Problems to work on>
(a) Render the listing, from the line containing "Task: Q: Indicate the person" through the end of the listing, as a two-column CSV with the columns "request" and "answer". Give one row per request, place each value in a single quoted field, and replace line breaks with spaces.
(b) Write what comes next in the text on all-time ACC defensive players, starting after its final line.

Text excerpt>
* * *

DT: Aaron Donald, Pitt (2010-13)
Donald only played one season in the ACC but it was one of the, if not the, best by an ACC defensive lineman in league history. He swept the national awards by claiming the Outland, Nagurski, Lombardi and Bednarik as essentially the most decorated defensive player of the BCS Era not named Manti Te’o. He won ACC Defensive Player of the Year honors after posting 59 tackles, 28.5 for a loss and 11.0 sacks from his defensive tackle position. His career 29.5 sacks would be eighth in ACC history and his 66.0 tackles for a loss would be a new career ACC record had he played his entire career in the league. Second-Team: Darnell Dockett, Florida State

DT: Corey Simon, Florida State (1996-99)
A consensus All-American, Simon helped lead Florida State to back-to-back BCS championship games with a win in his final game over Virginia Tech in 1999. He left school with a then-record 44.0 tackles for a loss and was a finalist for the Lombardi and Outland Trophies as a senior. One of the most dominant interior lineman in ACC history, Simon was taken sixth overall in the 2000 NFL Draft. Second-Team: B.J. Raji, Boston College

LB: E.J. Henderson, Maryland (1999-2002)
He owns the career tackles per game record (12.5), career solo tackles per game (8.8) and the single-season unassisted tackles record with 135 in 2002. That year, Henderson won his second ACC Defensive Player of the Year award as well as the Butkus, Lambert and Bednarik Awards nationally. He was a two-time All-American, Chick-fil-A Bowl MVP, is second all-time in ACC history with 62.5 career tackles for a loss and 11th all-time with 473 tackles. Henderson was a second-round pick by the Vikings in 2003. Second-Team: Aaron Curry, Wake Forest

LB: Luke Kuechly, Boston College (2009-11)
Tackling. Machine. That is really all that needs to be said about the Boston College star defender. He was second nationally with 158 tackles as just a freshman, led the nation in tackles with 183 as a sophomore and led the world again in stops with 191 as a junior. So in just three seasons, Kuechly set the BC and ACC career tackle records en route to numerous awards. He was a two-time All-American, ACC Defensive Player of the Year, a first-round NFL Draft pick by Carolina in 2012 and won the Butkus, Lombardi, Nagurski, Lott and Lambert national trophies. Second-Team: Keith Adams, Clemson

LB: D’Qwell Jackson, Maryland (2002-05)

* * *

Records from a point-labeling set:
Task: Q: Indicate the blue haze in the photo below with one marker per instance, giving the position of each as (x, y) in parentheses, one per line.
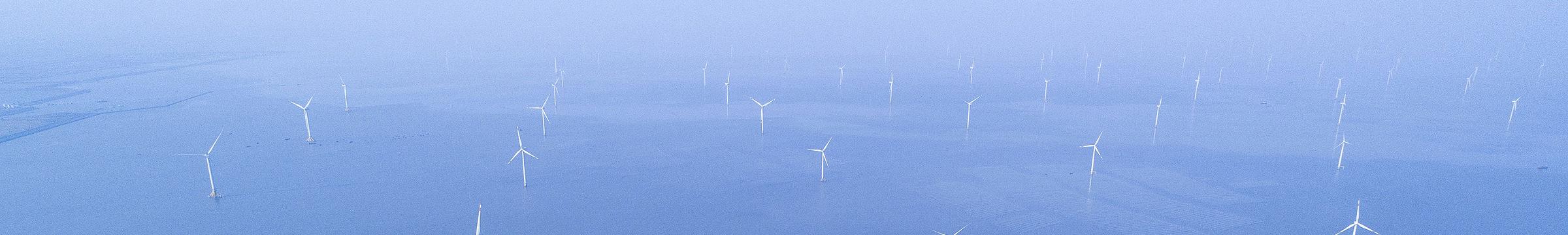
(106, 93)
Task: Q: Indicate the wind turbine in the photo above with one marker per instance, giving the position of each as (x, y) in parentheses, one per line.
(1196, 88)
(523, 151)
(346, 93)
(824, 168)
(543, 116)
(1047, 96)
(890, 88)
(479, 218)
(966, 110)
(1341, 114)
(1468, 80)
(960, 229)
(306, 110)
(1357, 223)
(761, 115)
(1338, 85)
(1515, 107)
(214, 187)
(727, 88)
(1343, 143)
(1095, 153)
(1158, 118)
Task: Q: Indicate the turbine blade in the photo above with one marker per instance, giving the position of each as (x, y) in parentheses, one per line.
(1369, 229)
(214, 143)
(515, 155)
(1347, 228)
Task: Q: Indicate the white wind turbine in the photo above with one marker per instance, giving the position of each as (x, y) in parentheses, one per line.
(543, 116)
(306, 110)
(762, 118)
(346, 93)
(1196, 88)
(1341, 114)
(1094, 154)
(960, 229)
(523, 151)
(727, 90)
(1357, 223)
(1338, 85)
(479, 218)
(208, 157)
(1158, 118)
(1468, 80)
(968, 106)
(1343, 143)
(822, 171)
(890, 88)
(1515, 107)
(1047, 93)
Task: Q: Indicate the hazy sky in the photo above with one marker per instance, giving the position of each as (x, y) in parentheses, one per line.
(797, 27)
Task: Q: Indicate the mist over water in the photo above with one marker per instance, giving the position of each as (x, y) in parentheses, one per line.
(101, 96)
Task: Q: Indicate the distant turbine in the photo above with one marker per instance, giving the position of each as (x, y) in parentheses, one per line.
(1095, 153)
(960, 229)
(555, 93)
(966, 112)
(479, 218)
(1341, 163)
(1468, 80)
(306, 110)
(1515, 107)
(890, 88)
(1196, 88)
(523, 151)
(346, 93)
(727, 88)
(1158, 116)
(1338, 85)
(762, 118)
(214, 187)
(1341, 114)
(824, 168)
(1047, 95)
(543, 116)
(1357, 223)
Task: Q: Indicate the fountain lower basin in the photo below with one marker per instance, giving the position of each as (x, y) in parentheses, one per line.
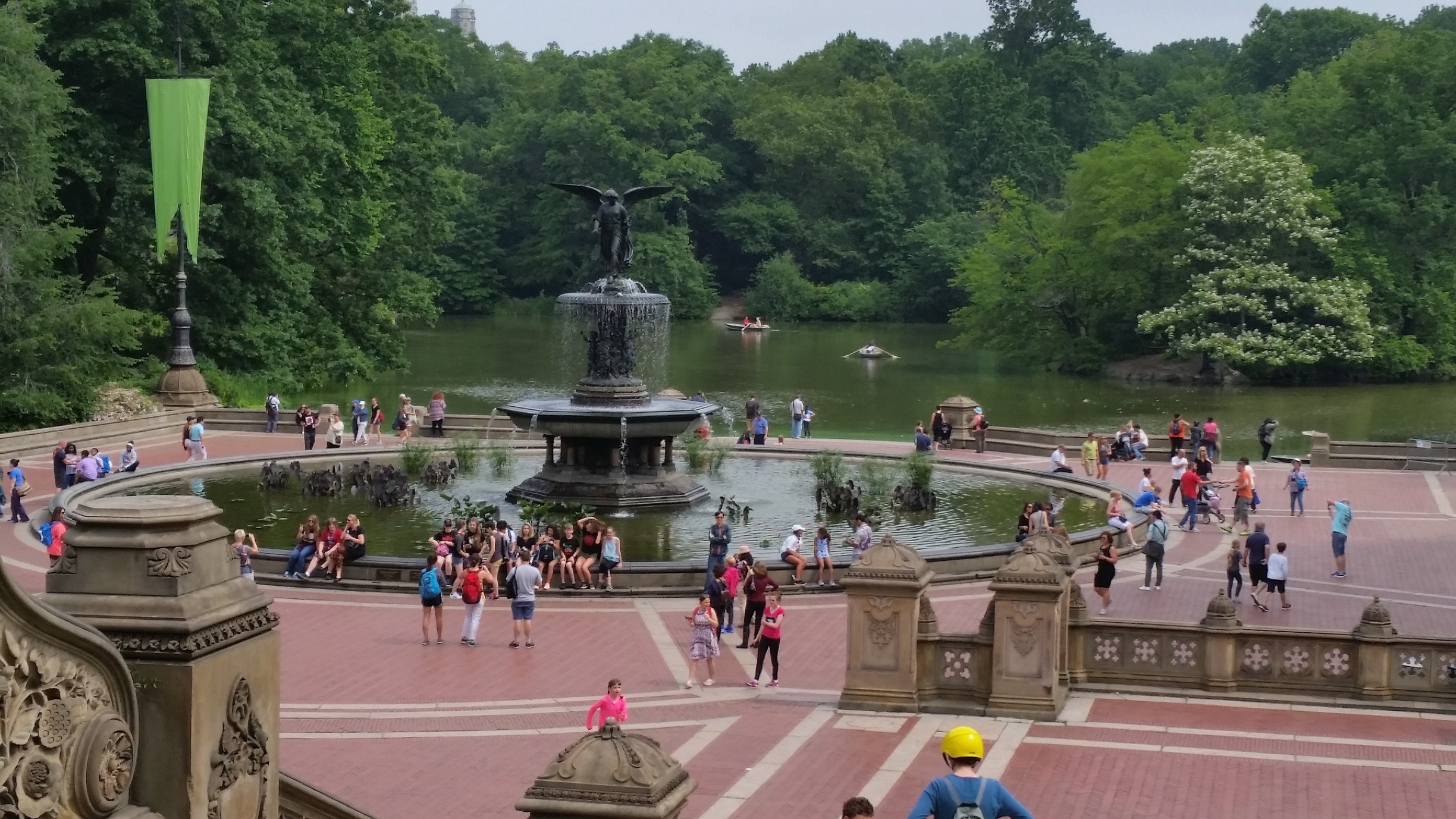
(609, 455)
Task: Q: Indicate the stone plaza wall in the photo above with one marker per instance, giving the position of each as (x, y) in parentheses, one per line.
(1037, 642)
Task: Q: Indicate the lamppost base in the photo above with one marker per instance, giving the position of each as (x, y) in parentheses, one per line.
(184, 387)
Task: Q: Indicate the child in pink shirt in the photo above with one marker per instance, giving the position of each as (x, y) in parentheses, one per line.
(612, 706)
(732, 578)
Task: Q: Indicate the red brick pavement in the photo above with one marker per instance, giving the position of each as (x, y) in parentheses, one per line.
(362, 649)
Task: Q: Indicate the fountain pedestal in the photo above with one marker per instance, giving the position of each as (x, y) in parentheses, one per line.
(610, 444)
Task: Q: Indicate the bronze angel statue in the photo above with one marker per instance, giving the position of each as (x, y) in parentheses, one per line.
(610, 219)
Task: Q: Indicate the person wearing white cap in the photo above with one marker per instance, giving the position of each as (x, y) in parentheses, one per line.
(790, 551)
(128, 458)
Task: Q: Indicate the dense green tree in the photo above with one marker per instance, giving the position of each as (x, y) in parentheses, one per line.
(1378, 127)
(328, 183)
(59, 337)
(1299, 40)
(1065, 283)
(1062, 59)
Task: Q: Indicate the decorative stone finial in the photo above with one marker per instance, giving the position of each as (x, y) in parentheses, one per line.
(610, 773)
(928, 623)
(889, 560)
(1056, 545)
(1375, 620)
(1028, 566)
(1220, 613)
(1077, 604)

* * *

Answers in order>
(a)
request,answer
"Task: Q: Indicate the person wearing white cap in the photo above with one marker per instance, giving the position of each as (x, y) in parentheses, one per line.","(790, 551) (128, 458)"
"Task: Q: Indicate the dense green tree in the photo above with one marker per instance, giving the position of each as (x, y) in parentheses, one per line.","(1378, 127) (328, 183) (59, 337) (1299, 40) (1065, 283) (1062, 59)"
"Task: Q: Indicate the decorative stone finial in the photo above with one marker per instance, giving the position of each as (x, y) in parentheses, one per line.","(610, 773) (928, 623) (889, 560) (1056, 545) (1375, 620) (1028, 566) (1220, 613) (1077, 604)"

(b)
The undersized tackler played in all 14 games as a freshman, started all 11 games as a sophomore and was an All-American as a junior and senior. He was named the ACC Defensive Player of the Year in 2005 after 137 tackles and four sacks. Jackson finished with 447 tackles, good for fourth in school history and 19th in ACC history — seventh among all players during the BCS Era. Jackson was a second-round pick of the Browns in the 2006 NFL Draft. Second-Team: Mark Herzlich, Boston College

CB: Dre Bly, North Carolina (1996-98)
Not only one of the coolest names in college football but one of the coolest customers on an island all by himself. Bly set the ACC single-season record with 11 interceptions in 1996 and left school with an ACC record 20 INTs in his career (both since broken). He was a consensus All-American as a freshman and sophomore (one of few in NCAA history to accomplish the feat) and was a second-round pick in the 1999 NFL Draft. Second-Team: Alphonso Smith, Wake Forest

CB: Antrel Rolle, Miami 2001-04)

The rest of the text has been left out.